:: Supplied records
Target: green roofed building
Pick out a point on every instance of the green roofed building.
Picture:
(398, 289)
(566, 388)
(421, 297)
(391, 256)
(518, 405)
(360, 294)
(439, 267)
::::
:: Supplied records
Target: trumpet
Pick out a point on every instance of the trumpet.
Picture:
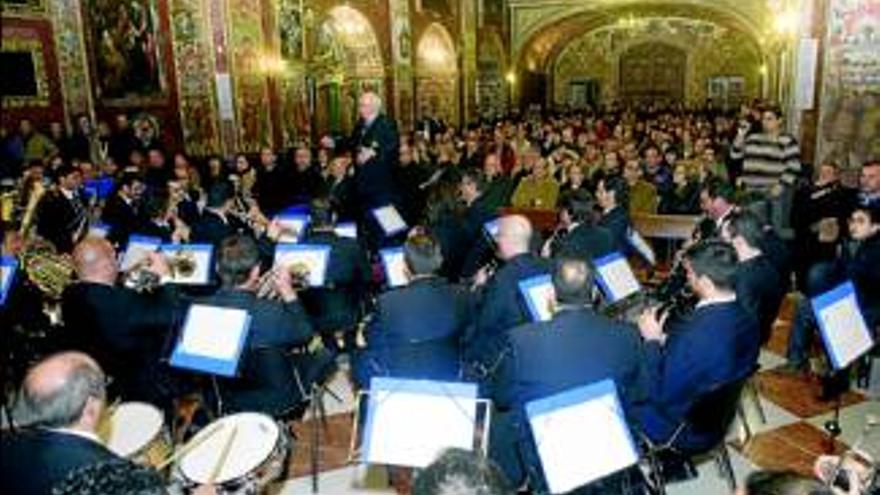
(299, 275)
::::
Copy out each line in the listing above that contains the word "Pick". Matching is case-sensitive.

Pick out a point on every instance of the green roofed building.
Pick out a point on every instance of the trumpet.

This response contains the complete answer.